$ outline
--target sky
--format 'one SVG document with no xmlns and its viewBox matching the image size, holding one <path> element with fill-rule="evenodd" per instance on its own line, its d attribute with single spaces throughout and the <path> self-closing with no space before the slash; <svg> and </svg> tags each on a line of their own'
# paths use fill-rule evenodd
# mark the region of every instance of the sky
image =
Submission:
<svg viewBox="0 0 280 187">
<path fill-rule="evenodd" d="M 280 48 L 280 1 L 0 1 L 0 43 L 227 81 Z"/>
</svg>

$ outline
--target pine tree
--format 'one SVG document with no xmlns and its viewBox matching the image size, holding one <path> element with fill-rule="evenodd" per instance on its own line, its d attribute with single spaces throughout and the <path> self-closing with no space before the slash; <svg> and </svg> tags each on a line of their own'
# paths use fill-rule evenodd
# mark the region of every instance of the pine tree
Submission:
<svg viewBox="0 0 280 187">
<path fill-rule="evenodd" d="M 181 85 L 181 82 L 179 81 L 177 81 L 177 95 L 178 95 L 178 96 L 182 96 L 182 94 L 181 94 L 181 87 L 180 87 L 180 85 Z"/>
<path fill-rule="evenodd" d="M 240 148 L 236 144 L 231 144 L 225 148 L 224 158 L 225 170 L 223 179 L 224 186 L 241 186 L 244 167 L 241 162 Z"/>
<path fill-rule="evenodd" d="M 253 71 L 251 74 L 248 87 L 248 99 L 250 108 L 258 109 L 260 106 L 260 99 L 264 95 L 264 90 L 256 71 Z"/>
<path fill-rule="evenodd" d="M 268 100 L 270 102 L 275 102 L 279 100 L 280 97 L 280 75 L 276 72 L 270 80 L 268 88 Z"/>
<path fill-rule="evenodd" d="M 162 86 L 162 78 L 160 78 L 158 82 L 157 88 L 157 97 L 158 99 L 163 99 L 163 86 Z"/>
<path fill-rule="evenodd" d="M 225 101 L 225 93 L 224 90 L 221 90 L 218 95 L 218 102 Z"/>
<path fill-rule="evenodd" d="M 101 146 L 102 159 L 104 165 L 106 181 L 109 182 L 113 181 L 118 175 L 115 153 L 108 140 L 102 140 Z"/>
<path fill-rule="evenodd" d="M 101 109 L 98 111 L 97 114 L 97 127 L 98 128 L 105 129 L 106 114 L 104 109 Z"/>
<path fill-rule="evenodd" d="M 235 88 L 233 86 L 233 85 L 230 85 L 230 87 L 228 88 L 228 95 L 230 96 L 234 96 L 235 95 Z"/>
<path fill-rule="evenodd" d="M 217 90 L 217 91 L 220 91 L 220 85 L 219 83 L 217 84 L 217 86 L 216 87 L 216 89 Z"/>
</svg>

┄┄┄┄┄┄┄┄┄┄┄┄┄┄┄┄┄┄┄┄

## JOB
From the records, pick out each line that contains the word "every". Case counts, so a line only matches if the capitalization is identical.

## SOLUTION TO THE EXERCISE
# mark the region of every instance of the sky
# mark the region of every instance of the pine tree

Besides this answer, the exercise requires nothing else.